WHAT NEEDS TO BE DONE -
Rewrite the lines from the one that has "Ground woman's nose in the image above." through the one that has "170,107,186,127" and nothing else, keeping each item's wording and multiplying every bounding-box coordinate by 0.45, rounded to a whole number with halves going up. Leave the sample coordinates in the format line as they are.
─── DATASET RECORDS ───
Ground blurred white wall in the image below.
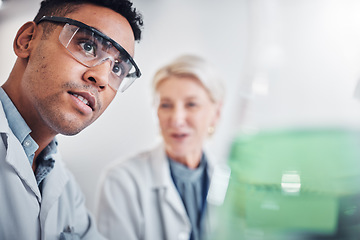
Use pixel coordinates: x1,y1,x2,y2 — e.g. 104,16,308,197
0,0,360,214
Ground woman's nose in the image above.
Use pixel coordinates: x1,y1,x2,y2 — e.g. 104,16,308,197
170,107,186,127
───
─── DATASET RECORDS ───
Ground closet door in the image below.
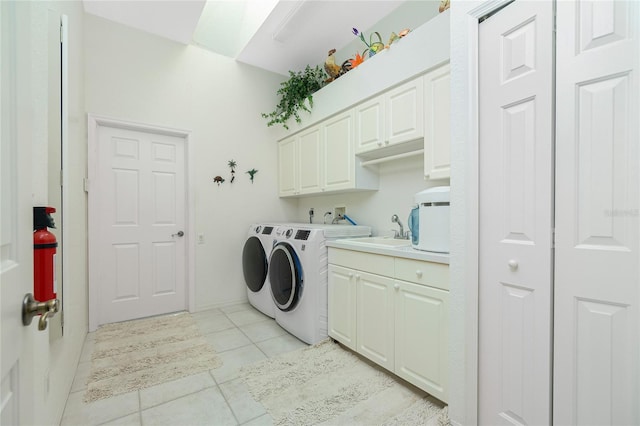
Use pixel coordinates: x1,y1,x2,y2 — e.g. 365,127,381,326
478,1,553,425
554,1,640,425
───
ANSWER BELOW -
Ground woman's nose in the image above.
Use pixel coordinates: x1,y1,x2,y2 — e.g. 104,16,308,197
77,48,84,57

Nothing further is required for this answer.